No dia 22 de Janeiro, nas festividades do Dia do Município em S. Vicente, o Sr. Primeiro Ministro proclamou, que “todos os investidores terão o título de propriedade necessário para a realização dos investimentos, independentemente da forma em que foi feito o negócio”. E que, relativamente à questão da legalidade ou não das vendas efectuadas, [isso] este
será tema de discussão entre a Câmara Municipal e o Governo, entidades
que farão directamente o “ajuste das contas” e resolverão os problemas
em “diálogo, concertação e negociação”.
Tudo indica que o Governo, finalmente, resolveu mostrar bom senso.
Mas, para S.Vicente, foi tarde de mais. A crise já está cá, o
imobiliário turístico residencial está paralisado pelo congelamento
internacional do crédito, os emigrantes retraem-se nas remessas e no
investimento e a construção civil sofre com o impasse no registo dos
terrenos.

* * *

▶ _Tarefa 1_
Reescreva em forma de lista o parágrafo do excerto que começa por "Tudo indica que o Governo", conservando os factos principais.

* * *

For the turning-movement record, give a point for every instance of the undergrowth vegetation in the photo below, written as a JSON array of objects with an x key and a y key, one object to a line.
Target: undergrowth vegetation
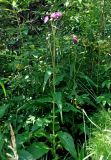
[{"x": 55, "y": 79}]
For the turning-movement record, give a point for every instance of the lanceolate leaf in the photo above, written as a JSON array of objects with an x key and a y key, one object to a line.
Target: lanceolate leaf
[
  {"x": 68, "y": 143},
  {"x": 3, "y": 108},
  {"x": 58, "y": 100},
  {"x": 2, "y": 85},
  {"x": 46, "y": 77},
  {"x": 38, "y": 149}
]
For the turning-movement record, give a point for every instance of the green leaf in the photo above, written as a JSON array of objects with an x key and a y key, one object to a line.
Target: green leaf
[
  {"x": 3, "y": 108},
  {"x": 1, "y": 142},
  {"x": 46, "y": 77},
  {"x": 68, "y": 143},
  {"x": 80, "y": 1},
  {"x": 25, "y": 155},
  {"x": 58, "y": 100},
  {"x": 2, "y": 85},
  {"x": 38, "y": 149}
]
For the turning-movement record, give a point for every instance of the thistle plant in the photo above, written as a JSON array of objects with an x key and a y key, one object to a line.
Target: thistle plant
[{"x": 53, "y": 17}]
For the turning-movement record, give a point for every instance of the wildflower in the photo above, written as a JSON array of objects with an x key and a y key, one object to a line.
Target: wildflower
[
  {"x": 74, "y": 39},
  {"x": 56, "y": 15},
  {"x": 46, "y": 18}
]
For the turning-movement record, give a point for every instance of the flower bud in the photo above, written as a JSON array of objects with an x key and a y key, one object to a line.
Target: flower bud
[
  {"x": 56, "y": 15},
  {"x": 46, "y": 18},
  {"x": 74, "y": 39}
]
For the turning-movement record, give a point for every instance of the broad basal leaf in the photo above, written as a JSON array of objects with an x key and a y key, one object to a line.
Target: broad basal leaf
[
  {"x": 68, "y": 143},
  {"x": 38, "y": 149}
]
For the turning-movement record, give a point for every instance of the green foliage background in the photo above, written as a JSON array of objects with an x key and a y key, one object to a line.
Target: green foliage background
[{"x": 82, "y": 76}]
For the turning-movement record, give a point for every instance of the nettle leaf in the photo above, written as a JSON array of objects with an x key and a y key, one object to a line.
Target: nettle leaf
[
  {"x": 106, "y": 83},
  {"x": 68, "y": 107},
  {"x": 68, "y": 143},
  {"x": 1, "y": 142},
  {"x": 58, "y": 100},
  {"x": 80, "y": 1},
  {"x": 3, "y": 109},
  {"x": 104, "y": 99},
  {"x": 46, "y": 77},
  {"x": 25, "y": 155},
  {"x": 3, "y": 87},
  {"x": 89, "y": 81},
  {"x": 38, "y": 149},
  {"x": 22, "y": 138}
]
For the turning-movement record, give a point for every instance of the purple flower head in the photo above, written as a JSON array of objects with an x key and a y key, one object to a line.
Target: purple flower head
[
  {"x": 56, "y": 15},
  {"x": 74, "y": 39},
  {"x": 46, "y": 18}
]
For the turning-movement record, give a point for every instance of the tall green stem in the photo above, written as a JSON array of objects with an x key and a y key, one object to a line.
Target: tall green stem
[{"x": 53, "y": 109}]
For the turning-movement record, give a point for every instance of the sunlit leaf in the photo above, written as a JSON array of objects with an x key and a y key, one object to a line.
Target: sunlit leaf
[
  {"x": 68, "y": 143},
  {"x": 38, "y": 149},
  {"x": 58, "y": 100},
  {"x": 3, "y": 109},
  {"x": 46, "y": 77}
]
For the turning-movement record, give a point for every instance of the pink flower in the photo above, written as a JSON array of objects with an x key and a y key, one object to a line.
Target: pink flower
[
  {"x": 46, "y": 18},
  {"x": 56, "y": 15},
  {"x": 74, "y": 39}
]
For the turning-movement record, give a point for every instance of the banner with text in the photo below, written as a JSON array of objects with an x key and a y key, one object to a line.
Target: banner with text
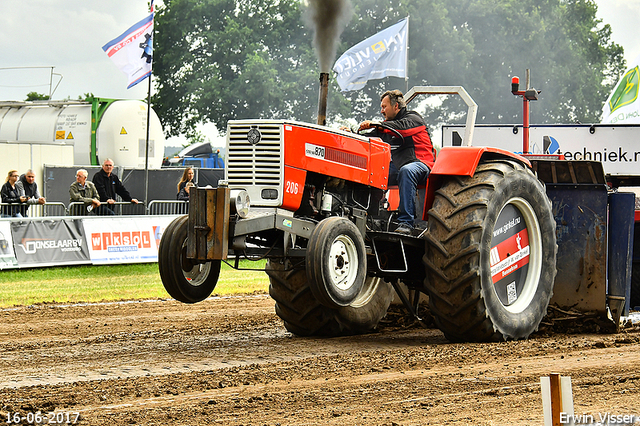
[
  {"x": 125, "y": 240},
  {"x": 49, "y": 243}
]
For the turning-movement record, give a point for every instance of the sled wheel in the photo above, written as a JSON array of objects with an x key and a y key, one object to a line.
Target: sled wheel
[
  {"x": 490, "y": 254},
  {"x": 336, "y": 262},
  {"x": 184, "y": 280},
  {"x": 304, "y": 315}
]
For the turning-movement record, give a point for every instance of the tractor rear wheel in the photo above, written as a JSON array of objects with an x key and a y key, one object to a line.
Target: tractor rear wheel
[
  {"x": 185, "y": 280},
  {"x": 490, "y": 254},
  {"x": 304, "y": 315}
]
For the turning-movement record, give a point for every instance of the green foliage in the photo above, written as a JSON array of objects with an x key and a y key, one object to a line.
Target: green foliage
[
  {"x": 35, "y": 96},
  {"x": 218, "y": 60},
  {"x": 77, "y": 284}
]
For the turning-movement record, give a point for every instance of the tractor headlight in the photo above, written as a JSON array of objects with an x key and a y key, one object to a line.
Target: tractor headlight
[{"x": 240, "y": 202}]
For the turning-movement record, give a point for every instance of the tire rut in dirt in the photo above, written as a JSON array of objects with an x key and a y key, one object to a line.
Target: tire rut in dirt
[
  {"x": 304, "y": 315},
  {"x": 466, "y": 302}
]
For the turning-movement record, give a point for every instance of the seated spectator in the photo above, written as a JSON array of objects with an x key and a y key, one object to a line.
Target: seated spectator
[
  {"x": 84, "y": 191},
  {"x": 108, "y": 185},
  {"x": 27, "y": 186},
  {"x": 11, "y": 195}
]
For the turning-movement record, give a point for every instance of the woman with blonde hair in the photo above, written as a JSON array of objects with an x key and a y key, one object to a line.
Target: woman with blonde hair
[
  {"x": 12, "y": 195},
  {"x": 183, "y": 188}
]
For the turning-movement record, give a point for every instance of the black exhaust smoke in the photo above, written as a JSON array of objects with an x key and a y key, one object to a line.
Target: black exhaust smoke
[{"x": 328, "y": 18}]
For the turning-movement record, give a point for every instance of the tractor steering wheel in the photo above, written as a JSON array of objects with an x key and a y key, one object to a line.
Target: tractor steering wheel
[{"x": 385, "y": 126}]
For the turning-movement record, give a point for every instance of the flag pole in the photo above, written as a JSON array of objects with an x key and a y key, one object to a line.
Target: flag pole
[
  {"x": 146, "y": 150},
  {"x": 406, "y": 60}
]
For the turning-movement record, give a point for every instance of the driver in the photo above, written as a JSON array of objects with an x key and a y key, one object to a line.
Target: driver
[{"x": 412, "y": 157}]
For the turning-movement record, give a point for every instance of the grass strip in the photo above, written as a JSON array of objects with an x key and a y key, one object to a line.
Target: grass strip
[{"x": 76, "y": 284}]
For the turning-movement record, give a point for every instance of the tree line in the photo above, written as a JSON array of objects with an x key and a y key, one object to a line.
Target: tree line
[{"x": 216, "y": 60}]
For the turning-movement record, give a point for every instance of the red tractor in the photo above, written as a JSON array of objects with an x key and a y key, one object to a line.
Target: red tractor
[{"x": 314, "y": 202}]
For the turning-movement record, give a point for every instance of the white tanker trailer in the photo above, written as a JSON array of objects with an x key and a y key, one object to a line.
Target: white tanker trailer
[{"x": 77, "y": 133}]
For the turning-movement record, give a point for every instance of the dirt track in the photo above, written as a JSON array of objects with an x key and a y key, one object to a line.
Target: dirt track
[{"x": 230, "y": 361}]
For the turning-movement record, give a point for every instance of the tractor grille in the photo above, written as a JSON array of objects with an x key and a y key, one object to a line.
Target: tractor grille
[{"x": 258, "y": 165}]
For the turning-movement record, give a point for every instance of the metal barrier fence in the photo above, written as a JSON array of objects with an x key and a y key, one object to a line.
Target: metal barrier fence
[
  {"x": 162, "y": 207},
  {"x": 33, "y": 210},
  {"x": 57, "y": 209}
]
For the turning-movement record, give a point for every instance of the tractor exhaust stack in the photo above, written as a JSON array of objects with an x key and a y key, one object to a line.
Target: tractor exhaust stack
[{"x": 322, "y": 98}]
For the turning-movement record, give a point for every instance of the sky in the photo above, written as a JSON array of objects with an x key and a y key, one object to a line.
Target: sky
[{"x": 68, "y": 35}]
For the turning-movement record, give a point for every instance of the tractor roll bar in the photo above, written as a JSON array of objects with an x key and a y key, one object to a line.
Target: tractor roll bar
[{"x": 450, "y": 90}]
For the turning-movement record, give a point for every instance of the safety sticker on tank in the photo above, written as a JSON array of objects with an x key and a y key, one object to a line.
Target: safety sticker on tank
[{"x": 510, "y": 255}]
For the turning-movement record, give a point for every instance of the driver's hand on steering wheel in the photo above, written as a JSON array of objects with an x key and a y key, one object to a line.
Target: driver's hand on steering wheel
[{"x": 367, "y": 124}]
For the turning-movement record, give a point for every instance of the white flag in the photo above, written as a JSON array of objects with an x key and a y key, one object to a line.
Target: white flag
[
  {"x": 132, "y": 52},
  {"x": 623, "y": 107},
  {"x": 381, "y": 55}
]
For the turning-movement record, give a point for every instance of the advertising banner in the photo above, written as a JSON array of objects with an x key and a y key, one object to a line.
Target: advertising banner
[
  {"x": 7, "y": 256},
  {"x": 616, "y": 147},
  {"x": 49, "y": 242},
  {"x": 125, "y": 240}
]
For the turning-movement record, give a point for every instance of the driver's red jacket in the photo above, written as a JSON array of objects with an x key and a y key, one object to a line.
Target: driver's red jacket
[{"x": 416, "y": 142}]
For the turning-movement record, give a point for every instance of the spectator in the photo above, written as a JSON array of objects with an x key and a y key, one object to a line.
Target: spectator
[
  {"x": 108, "y": 185},
  {"x": 84, "y": 191},
  {"x": 11, "y": 195},
  {"x": 27, "y": 186},
  {"x": 183, "y": 188}
]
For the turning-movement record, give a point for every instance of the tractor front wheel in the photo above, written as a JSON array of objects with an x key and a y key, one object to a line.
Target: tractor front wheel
[
  {"x": 184, "y": 279},
  {"x": 336, "y": 262},
  {"x": 304, "y": 315}
]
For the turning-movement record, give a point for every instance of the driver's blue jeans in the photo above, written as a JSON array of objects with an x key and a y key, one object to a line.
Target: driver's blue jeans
[{"x": 408, "y": 178}]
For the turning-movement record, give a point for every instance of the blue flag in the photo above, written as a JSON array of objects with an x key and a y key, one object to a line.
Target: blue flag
[
  {"x": 381, "y": 55},
  {"x": 132, "y": 51}
]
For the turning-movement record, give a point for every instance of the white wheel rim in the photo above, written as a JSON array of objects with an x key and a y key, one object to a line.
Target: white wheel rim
[
  {"x": 343, "y": 262},
  {"x": 530, "y": 286}
]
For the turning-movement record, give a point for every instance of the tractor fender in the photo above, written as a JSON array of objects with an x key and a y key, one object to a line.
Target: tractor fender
[{"x": 461, "y": 161}]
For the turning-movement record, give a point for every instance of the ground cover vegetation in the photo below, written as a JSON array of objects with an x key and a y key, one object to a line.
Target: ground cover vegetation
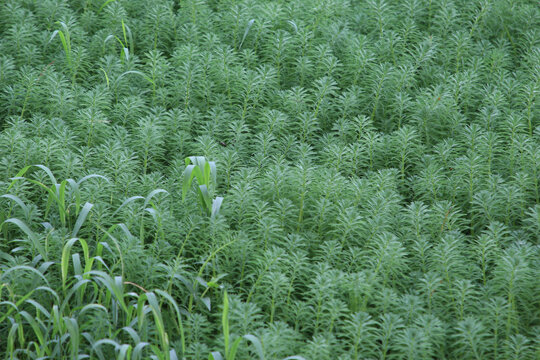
[{"x": 249, "y": 179}]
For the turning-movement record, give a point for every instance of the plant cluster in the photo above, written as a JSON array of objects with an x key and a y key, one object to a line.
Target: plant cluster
[{"x": 378, "y": 165}]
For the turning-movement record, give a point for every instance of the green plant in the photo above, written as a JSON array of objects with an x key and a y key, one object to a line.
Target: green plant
[{"x": 205, "y": 172}]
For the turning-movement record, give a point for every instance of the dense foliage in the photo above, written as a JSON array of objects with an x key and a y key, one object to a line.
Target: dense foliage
[{"x": 378, "y": 162}]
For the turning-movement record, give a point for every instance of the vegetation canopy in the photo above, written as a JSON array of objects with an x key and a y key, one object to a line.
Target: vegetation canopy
[{"x": 269, "y": 179}]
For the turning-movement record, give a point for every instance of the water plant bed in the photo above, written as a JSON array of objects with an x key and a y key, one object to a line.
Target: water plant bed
[{"x": 269, "y": 179}]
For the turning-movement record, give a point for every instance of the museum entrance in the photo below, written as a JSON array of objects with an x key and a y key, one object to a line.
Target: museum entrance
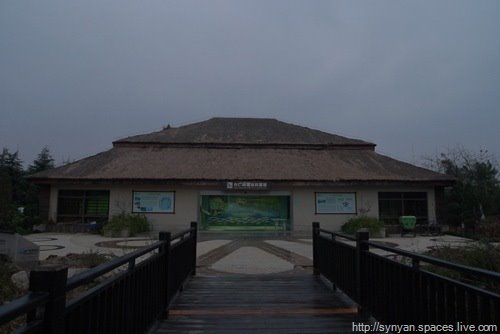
[{"x": 245, "y": 213}]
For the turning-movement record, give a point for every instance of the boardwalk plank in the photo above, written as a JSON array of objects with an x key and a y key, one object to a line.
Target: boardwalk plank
[{"x": 276, "y": 303}]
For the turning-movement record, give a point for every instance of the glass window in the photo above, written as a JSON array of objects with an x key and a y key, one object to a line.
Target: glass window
[
  {"x": 81, "y": 206},
  {"x": 392, "y": 205}
]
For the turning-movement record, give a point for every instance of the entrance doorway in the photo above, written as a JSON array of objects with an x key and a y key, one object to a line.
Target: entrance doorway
[{"x": 245, "y": 213}]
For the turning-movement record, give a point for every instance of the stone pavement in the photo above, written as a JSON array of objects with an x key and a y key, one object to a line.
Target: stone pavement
[{"x": 226, "y": 253}]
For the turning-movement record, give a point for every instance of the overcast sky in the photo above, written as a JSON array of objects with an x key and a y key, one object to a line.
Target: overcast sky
[{"x": 414, "y": 77}]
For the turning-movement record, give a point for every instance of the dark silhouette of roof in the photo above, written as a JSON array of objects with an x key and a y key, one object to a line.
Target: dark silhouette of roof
[{"x": 246, "y": 131}]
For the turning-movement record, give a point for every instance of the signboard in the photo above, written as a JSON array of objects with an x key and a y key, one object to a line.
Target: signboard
[
  {"x": 335, "y": 202},
  {"x": 153, "y": 202},
  {"x": 247, "y": 185}
]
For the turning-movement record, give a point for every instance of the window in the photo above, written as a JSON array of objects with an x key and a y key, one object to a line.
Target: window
[
  {"x": 153, "y": 201},
  {"x": 339, "y": 203},
  {"x": 392, "y": 205},
  {"x": 82, "y": 206}
]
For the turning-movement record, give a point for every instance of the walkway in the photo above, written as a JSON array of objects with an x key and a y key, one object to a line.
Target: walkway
[
  {"x": 249, "y": 284},
  {"x": 275, "y": 303}
]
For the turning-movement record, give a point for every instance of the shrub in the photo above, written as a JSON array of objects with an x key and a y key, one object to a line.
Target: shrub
[
  {"x": 132, "y": 223},
  {"x": 490, "y": 229},
  {"x": 481, "y": 255},
  {"x": 354, "y": 224}
]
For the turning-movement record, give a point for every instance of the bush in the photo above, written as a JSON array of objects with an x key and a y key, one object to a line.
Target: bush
[
  {"x": 490, "y": 229},
  {"x": 354, "y": 224},
  {"x": 132, "y": 223},
  {"x": 481, "y": 255}
]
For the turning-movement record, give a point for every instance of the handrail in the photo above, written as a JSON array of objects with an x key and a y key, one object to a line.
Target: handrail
[
  {"x": 181, "y": 234},
  {"x": 432, "y": 260},
  {"x": 337, "y": 234},
  {"x": 101, "y": 269},
  {"x": 22, "y": 305}
]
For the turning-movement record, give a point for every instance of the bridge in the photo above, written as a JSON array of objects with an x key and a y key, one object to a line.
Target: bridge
[{"x": 158, "y": 290}]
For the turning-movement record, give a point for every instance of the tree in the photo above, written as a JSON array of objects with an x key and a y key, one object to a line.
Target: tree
[
  {"x": 12, "y": 186},
  {"x": 11, "y": 166},
  {"x": 475, "y": 194},
  {"x": 43, "y": 162}
]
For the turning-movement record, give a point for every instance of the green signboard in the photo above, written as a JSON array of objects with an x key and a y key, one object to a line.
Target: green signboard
[{"x": 250, "y": 213}]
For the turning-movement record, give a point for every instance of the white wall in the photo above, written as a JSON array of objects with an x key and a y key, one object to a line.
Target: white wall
[{"x": 302, "y": 205}]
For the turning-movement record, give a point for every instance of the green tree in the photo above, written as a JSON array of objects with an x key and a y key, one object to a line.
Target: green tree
[
  {"x": 44, "y": 161},
  {"x": 476, "y": 192},
  {"x": 12, "y": 189}
]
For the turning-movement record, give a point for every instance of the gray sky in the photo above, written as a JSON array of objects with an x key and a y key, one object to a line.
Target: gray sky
[{"x": 414, "y": 77}]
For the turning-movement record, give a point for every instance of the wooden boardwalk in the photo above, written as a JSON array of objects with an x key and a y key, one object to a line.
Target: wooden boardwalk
[{"x": 275, "y": 303}]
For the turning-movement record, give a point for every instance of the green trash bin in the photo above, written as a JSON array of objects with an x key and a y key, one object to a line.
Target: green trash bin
[{"x": 408, "y": 224}]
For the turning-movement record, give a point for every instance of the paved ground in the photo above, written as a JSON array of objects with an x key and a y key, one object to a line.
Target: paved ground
[{"x": 226, "y": 253}]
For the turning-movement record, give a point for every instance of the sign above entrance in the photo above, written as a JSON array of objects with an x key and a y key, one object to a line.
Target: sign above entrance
[{"x": 247, "y": 185}]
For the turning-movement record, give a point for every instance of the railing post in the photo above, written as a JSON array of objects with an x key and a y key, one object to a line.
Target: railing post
[
  {"x": 165, "y": 248},
  {"x": 362, "y": 238},
  {"x": 315, "y": 248},
  {"x": 51, "y": 279},
  {"x": 194, "y": 235}
]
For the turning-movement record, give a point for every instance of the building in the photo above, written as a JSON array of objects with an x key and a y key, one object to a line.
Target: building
[{"x": 240, "y": 174}]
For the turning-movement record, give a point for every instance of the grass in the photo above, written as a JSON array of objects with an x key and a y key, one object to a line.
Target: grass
[
  {"x": 9, "y": 291},
  {"x": 481, "y": 255}
]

* * *

▶ _Tarefa 2_
Liste todas as linhas de dados acima que contêm a palavra "pavement".

▶ _Resposta certa 1_
- O Governo parece ter finalmente mostrado bom senso.
- Para S. Vicente, porém, isso chegou tarde de mais.
- A crise já chegou.
- O imobiliário turístico residencial está paralisado pelo congelamento internacional do crédito.
- Os emigrantes retraem-se nas remessas e no investimento.
- A construção civil sofre com o impasse no registo dos terrenos.

▶ _Resposta certa 2_
For the turning-movement record, give a point for every instance of the stone pavement in the photo above, written as a JSON array of objects with an x key and a y key, one object to a line.
Target: stone pavement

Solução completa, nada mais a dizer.